[The records — start]

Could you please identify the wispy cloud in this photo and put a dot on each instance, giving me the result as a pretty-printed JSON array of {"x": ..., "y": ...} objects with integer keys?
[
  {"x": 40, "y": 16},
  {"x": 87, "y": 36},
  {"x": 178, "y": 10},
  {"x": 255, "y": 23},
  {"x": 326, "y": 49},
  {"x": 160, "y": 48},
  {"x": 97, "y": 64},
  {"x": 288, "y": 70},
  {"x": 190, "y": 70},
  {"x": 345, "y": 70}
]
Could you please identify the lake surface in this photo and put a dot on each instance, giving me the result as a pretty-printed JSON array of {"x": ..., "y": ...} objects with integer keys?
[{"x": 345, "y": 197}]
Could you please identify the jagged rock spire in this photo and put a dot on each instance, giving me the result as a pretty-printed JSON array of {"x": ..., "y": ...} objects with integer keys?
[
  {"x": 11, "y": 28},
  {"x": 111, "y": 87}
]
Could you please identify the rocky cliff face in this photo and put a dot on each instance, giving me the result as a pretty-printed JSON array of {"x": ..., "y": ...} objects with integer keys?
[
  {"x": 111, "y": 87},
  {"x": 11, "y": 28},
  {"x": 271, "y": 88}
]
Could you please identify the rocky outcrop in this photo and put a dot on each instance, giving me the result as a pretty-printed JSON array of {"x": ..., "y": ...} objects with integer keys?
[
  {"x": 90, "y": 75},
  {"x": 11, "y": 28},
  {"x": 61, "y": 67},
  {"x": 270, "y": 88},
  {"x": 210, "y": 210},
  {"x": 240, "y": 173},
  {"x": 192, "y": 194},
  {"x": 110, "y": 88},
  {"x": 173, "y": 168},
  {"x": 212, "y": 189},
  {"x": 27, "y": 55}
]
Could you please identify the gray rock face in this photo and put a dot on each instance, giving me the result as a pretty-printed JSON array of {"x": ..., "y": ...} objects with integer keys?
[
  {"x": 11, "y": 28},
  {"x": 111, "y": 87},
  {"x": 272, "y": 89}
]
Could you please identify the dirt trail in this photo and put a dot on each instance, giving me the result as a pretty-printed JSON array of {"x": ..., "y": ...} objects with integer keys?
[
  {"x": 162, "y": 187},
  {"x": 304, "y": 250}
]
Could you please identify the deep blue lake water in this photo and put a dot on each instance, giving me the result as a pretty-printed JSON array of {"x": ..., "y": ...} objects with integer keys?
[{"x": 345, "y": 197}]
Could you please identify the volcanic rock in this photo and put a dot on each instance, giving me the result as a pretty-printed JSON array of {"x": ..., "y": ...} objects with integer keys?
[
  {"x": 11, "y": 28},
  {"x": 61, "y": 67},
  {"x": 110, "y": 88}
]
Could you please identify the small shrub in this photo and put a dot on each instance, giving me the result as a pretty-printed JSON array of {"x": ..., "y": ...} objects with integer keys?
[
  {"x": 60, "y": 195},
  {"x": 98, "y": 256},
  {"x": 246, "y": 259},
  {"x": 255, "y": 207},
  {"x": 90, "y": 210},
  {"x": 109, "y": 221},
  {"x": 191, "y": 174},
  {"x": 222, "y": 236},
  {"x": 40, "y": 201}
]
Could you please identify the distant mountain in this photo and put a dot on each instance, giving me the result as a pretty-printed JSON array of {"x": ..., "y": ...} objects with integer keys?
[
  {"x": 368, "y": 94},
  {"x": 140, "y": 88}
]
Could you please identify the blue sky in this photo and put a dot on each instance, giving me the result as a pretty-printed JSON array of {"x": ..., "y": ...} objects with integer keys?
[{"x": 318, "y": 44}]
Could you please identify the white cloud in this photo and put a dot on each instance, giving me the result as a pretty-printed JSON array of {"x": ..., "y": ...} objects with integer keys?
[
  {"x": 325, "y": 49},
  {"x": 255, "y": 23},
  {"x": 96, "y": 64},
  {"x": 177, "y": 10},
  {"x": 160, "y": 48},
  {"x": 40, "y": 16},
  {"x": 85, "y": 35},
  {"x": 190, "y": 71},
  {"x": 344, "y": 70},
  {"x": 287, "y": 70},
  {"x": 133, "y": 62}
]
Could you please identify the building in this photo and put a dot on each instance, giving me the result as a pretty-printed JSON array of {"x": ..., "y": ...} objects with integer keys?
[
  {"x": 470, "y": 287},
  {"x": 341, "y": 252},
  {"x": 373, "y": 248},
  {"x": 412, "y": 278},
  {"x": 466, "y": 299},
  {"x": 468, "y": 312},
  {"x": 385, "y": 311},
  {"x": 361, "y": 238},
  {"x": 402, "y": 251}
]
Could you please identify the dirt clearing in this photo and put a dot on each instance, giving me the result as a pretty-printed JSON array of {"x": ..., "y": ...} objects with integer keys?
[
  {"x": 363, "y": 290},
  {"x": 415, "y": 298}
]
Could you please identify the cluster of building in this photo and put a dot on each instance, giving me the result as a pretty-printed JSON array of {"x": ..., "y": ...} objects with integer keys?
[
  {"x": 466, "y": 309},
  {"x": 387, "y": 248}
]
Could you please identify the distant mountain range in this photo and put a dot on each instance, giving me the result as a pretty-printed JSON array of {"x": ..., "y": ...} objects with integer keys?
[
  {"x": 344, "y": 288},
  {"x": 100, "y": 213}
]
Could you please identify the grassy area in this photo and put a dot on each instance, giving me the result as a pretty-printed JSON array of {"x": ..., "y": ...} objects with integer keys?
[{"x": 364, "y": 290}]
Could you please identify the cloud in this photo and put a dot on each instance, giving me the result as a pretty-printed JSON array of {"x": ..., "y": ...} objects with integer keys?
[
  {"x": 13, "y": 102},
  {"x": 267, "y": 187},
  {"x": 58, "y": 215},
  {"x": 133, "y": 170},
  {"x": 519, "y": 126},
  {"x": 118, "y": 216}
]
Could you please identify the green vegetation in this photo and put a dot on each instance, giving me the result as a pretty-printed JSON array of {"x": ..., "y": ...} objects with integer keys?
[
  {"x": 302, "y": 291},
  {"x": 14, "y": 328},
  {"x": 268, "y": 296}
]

[The records — finish]

*Exercise directions:* Would you give the data above again, exactly as written?

*Result for this exercise:*
Could you please identify the wispy cloud in this photo and put a dot on each instance, giving me the result as a pretty-printed JSON array of {"x": ..., "y": ...} objects with integer keys?
[
  {"x": 40, "y": 16},
  {"x": 87, "y": 36},
  {"x": 178, "y": 10},
  {"x": 255, "y": 23},
  {"x": 326, "y": 49},
  {"x": 160, "y": 48},
  {"x": 97, "y": 64},
  {"x": 288, "y": 70},
  {"x": 190, "y": 70},
  {"x": 345, "y": 70}
]
Could you please identify the lake surface in this photo and put a dot on each instance, giving me the result as a pretty-printed JSON array of {"x": ..., "y": ...} objects with integer keys?
[{"x": 345, "y": 197}]
Could you please identify the jagged rock spire in this photo and put a dot on each instance, giving me the result as a pretty-printed JSON array of {"x": ..., "y": ...} objects with integer keys?
[
  {"x": 11, "y": 28},
  {"x": 111, "y": 87}
]
Could you please identify the rocky cliff face in this photo and put a dot on each instance, giving me the result as a pretty-printed JSON array of {"x": ..., "y": ...} objects with integer keys?
[
  {"x": 111, "y": 87},
  {"x": 11, "y": 28},
  {"x": 271, "y": 88}
]
Could you please identify the rocky outcrop in this photo and put a dot on each instance, giving me the result as a pretty-printed JSON array of {"x": ..., "y": ...} objects with integer keys?
[
  {"x": 90, "y": 75},
  {"x": 11, "y": 28},
  {"x": 61, "y": 67},
  {"x": 270, "y": 88},
  {"x": 210, "y": 210},
  {"x": 240, "y": 173},
  {"x": 192, "y": 194},
  {"x": 110, "y": 88},
  {"x": 173, "y": 168},
  {"x": 212, "y": 189},
  {"x": 27, "y": 55}
]
Could you please identify the gray rock face in this photo and put a dot on each instance, giving me the result as a pretty-printed JSON array of {"x": ..., "y": ...} objects with integer keys?
[
  {"x": 11, "y": 28},
  {"x": 111, "y": 87},
  {"x": 272, "y": 89}
]
Could you please identify the dirt trail in this photo and put a dot on each instance, giving me the result as a pretty-printed JSON array of {"x": ..., "y": ...} objects with integer keys?
[
  {"x": 162, "y": 187},
  {"x": 304, "y": 250}
]
Could you please identify the deep blue lake water in this photo and put a dot on each instance, giving me the result as a pretty-printed JSON array of {"x": ..., "y": ...} objects with integer keys?
[{"x": 345, "y": 197}]
Could you please identify the volcanic rock in this photo and put a dot on each instance, giving me the result as a pretty-printed JSON array of {"x": ..., "y": ...} objects with integer keys?
[
  {"x": 11, "y": 28},
  {"x": 61, "y": 67},
  {"x": 110, "y": 88}
]
Could you please identify the small shrub in this photo and put a dot on each instance, giving me the result as a pretty-printed JSON array of {"x": ..., "y": ...} objects with integer keys?
[
  {"x": 60, "y": 195},
  {"x": 98, "y": 256},
  {"x": 246, "y": 259},
  {"x": 255, "y": 207},
  {"x": 90, "y": 210},
  {"x": 109, "y": 221},
  {"x": 191, "y": 174},
  {"x": 222, "y": 236},
  {"x": 40, "y": 201}
]
Could you please identify the distant mountain in this photo and put a dot on each instance, giving me the result as a pretty-printed JSON array of {"x": ..., "y": ...} objects with integer keys?
[
  {"x": 368, "y": 94},
  {"x": 140, "y": 88}
]
Could you please identify the blue sky in this photo and put a dot on each instance, giving me the result as a pretty-printed JSON array of {"x": ..., "y": ...} objects with integer keys?
[{"x": 318, "y": 44}]
Could you please identify the white cloud in this photo and put a dot on each instance, giving me the result as a pretty-printed JSON array of {"x": ..., "y": ...} objects with integer keys?
[
  {"x": 325, "y": 49},
  {"x": 255, "y": 23},
  {"x": 96, "y": 64},
  {"x": 177, "y": 10},
  {"x": 160, "y": 48},
  {"x": 40, "y": 16},
  {"x": 85, "y": 35},
  {"x": 190, "y": 71},
  {"x": 344, "y": 70},
  {"x": 287, "y": 70},
  {"x": 133, "y": 62}
]
Could you please identify the building in this photo and put a dot on each instance, giving me the result as a pretty-printed JSON array of {"x": ..., "y": ...} objects with integer keys?
[
  {"x": 470, "y": 287},
  {"x": 341, "y": 252},
  {"x": 373, "y": 248},
  {"x": 412, "y": 278},
  {"x": 466, "y": 299},
  {"x": 468, "y": 312},
  {"x": 385, "y": 311},
  {"x": 361, "y": 238},
  {"x": 402, "y": 251}
]
Could you please identify the dirt clearing in this photo and put a dot on each instance, giving me the result as a pretty-printed JSON array of {"x": ..., "y": ...} objects with integer keys?
[
  {"x": 363, "y": 290},
  {"x": 415, "y": 298}
]
Could you please identify the cluster of building in this photo and put a dot on each instance, giving me the result as a pretty-printed JSON array of {"x": ..., "y": ...} objects with integer keys?
[
  {"x": 466, "y": 309},
  {"x": 387, "y": 248}
]
Could you please identify the distant mountain range in this photo and put a dot on each instance, giving me the result as a pretty-printed JSON array of {"x": ..., "y": ...} objects with integer keys?
[
  {"x": 344, "y": 288},
  {"x": 100, "y": 213}
]
Could you please identify the grassy area in this photo and put a dot on each instance, giving me the result as a pretty-printed JSON array of {"x": ..., "y": ...} objects with integer keys?
[{"x": 364, "y": 290}]
Could you please identify the cloud in this photo and put a dot on each instance, giving me the result as a pretty-printed JSON array of {"x": ..., "y": ...} objects with integer keys?
[
  {"x": 13, "y": 102},
  {"x": 267, "y": 187},
  {"x": 58, "y": 215},
  {"x": 133, "y": 170},
  {"x": 519, "y": 126},
  {"x": 118, "y": 216}
]
Could you please identify the green vegetation in this photo and put a dot on each instance, giving me the result as a pretty-printed JSON array of {"x": ..., "y": ...} objects with integer keys?
[
  {"x": 302, "y": 291},
  {"x": 14, "y": 328},
  {"x": 268, "y": 296}
]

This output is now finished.